GIVEN EXERCISE. Please reproduce the portion of the Slashdot thread on application security starting at "Or just care" and ending at "starting the hunt.".

Ask Slashdot: Application Security Non-existent, Boss Doesn't Care. What To Do?
An anonymous reader writes "I am a senior engineer and software architect at a fortune 500 company and manage a brand (website + mobile apps) that is a household name for anyone with kids. This year we migrated to a new technology platform including server hosting and application framework. I was brought in towards the end of the migration and overall it's been a smooth transition from the users' perspective. However it's a security nightmare for sysadmins (which is all outsourced) and a ripe target for any hacker with minimal skills. We do weekly and oftentimes daily releases that contain and build upon the same security vulnerabilities. Frequently I do not have control over the code that is deployed; it's simply given to my team by the marketing department. I inform my direct manager and colleagues about security issues before they are deployed and the response is always, 'we need to meet deadlines, we can fix security issues at a later point.' I'm at a loss at what I should do. Should I go over my manager's head and inform her boss? Approach legal and tell them about our many violations of COPPA? Should I refuse to deploy code until these issues are fixed? Should I look for a new job? What would you do in my situation?"
Document your correspondences to your boss when you notify vital security issues. Make sure your e-mails are not only backed-up, but you get read receipts or something showing your boss opened the e-mail (and might have read it). Keep those receipts archived. When poop hits the fan, at least, you are protected.
And I guarantee that all your problems will be solved very quickly by the dedicate volunteers who visit this site.
But you may need to brush up your resume first.
I am Slashdot. Are you Slashdot as well?
Or just care less.
There are some newly unemployed hackers in Elbonia, made deaf and blind by viewing Wally's browsing history. Be a good sport and hire a few of them to break into your website. They are cheap and, being deaf and blind, would not be able to actually see anything useful for identity theft, but will sure be able to get your boss to see the light.
Seconded. This is a pile of manure just waiting to fall onto someone as a scapegoat, and it might be that the application is already compromised.
Approaching legal won't do the trick. They will immediately turn around and tell the boss that so and so have gone over their head... and this won't be good for future (or present) job prospects.
Were I in your shoes, I would be honing my LinkedIn profile, updating the resume, maybe shooting for a certificate or two for keywords, and starting the hunt.
In previous IT jobs, I've heard the mantra, "security has no ROI" plenty of times, followed by, "Geek Squad can fix it if we get hacked" when I ask the obvious followup question. When you hear that song and dance, run.
I'd start by not advertising to a large public forum containing a lot of people with security exploit experience and motive about your companies web security vulnerabilities where your synopsis easily reduces the attack vector to significantly less than 500 potential targets. How many fortune 500 companies exist that target kids, let alone ones that have a female web software development manager? Also, it should be fairly easy for somebody in the industry to discover which fortune 500 kid targeted companies outsource their system administration.

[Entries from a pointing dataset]
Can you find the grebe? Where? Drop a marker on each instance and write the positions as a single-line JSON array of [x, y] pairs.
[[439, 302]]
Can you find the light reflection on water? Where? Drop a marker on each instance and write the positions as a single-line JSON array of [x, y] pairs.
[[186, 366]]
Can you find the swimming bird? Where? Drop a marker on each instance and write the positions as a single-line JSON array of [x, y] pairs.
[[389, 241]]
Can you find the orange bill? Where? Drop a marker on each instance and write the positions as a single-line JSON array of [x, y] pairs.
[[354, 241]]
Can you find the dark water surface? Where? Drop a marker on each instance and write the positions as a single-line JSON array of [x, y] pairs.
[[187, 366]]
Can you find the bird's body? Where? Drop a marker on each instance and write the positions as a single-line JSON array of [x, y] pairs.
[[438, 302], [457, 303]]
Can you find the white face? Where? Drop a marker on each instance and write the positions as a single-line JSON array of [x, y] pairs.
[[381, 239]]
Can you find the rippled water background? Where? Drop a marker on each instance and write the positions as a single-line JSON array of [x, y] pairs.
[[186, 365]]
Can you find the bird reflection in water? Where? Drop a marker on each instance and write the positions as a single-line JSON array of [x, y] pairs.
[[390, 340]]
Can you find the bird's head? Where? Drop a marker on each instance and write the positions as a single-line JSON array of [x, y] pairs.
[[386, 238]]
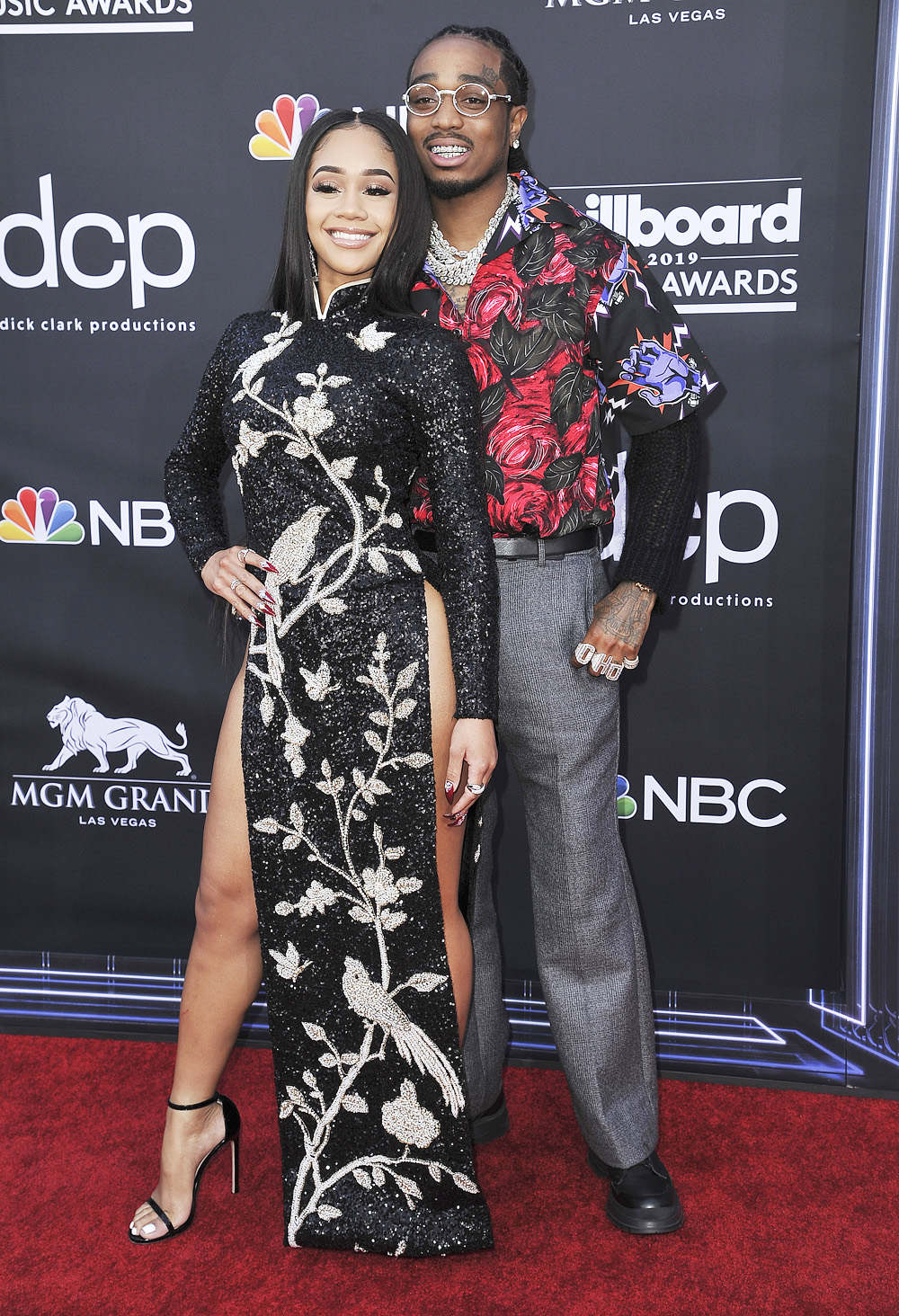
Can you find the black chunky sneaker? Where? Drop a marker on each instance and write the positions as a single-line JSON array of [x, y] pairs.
[[641, 1197], [491, 1123]]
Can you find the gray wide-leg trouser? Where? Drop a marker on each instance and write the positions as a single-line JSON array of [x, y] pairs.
[[559, 726]]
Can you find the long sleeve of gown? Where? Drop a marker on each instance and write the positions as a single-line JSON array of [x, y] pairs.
[[444, 402], [195, 464]]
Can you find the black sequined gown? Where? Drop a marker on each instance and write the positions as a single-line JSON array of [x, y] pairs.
[[325, 424]]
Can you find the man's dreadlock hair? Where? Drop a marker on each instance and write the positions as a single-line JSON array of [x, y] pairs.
[[511, 70]]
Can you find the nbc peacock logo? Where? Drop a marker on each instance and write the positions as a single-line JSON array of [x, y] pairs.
[[280, 129], [40, 516]]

RESPONSE TO THE TASK.
Or just care less.
There are some newly unemployed hackers in Elbonia, made deaf and blind by viewing Wally's browsing history. Be a good sport and hire a few of them to break into your website. They are cheap and, being deaf and blind, would not be able to actually see anything useful for identity theft, but will sure be able to get your boss to see the light.
Seconded. This is a pile of manure just waiting to fall onto someone as a scapegoat, and it might be that the application is already compromised.
Approaching legal won't do the trick. They will immediately turn around and tell the boss that so and so have gone over their head... and this won't be good for future (or present) job prospects.
Were I in your shoes, I would be honing my LinkedIn profile, updating the resume, maybe shooting for a certificate or two for keywords, and starting the hunt.